-- Start of Recorded data --

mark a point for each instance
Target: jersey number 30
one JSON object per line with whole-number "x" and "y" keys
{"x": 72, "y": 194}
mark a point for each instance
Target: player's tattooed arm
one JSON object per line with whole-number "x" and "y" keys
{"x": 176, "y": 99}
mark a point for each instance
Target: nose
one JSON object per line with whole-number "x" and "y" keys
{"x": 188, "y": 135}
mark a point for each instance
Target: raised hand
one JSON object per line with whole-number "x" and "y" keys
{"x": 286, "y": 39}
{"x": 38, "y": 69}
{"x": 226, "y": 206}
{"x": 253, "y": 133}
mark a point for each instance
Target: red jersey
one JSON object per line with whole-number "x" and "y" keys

-- End of Recorded data --
-- Start of Recorded data --

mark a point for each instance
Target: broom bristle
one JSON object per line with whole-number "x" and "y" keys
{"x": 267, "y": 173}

-- End of Recorded data --

■ Given instruction ■
Please count the lines in the rows above that contain the string "Target", matching case exactly, and give only that number.

■ Correct result ■
6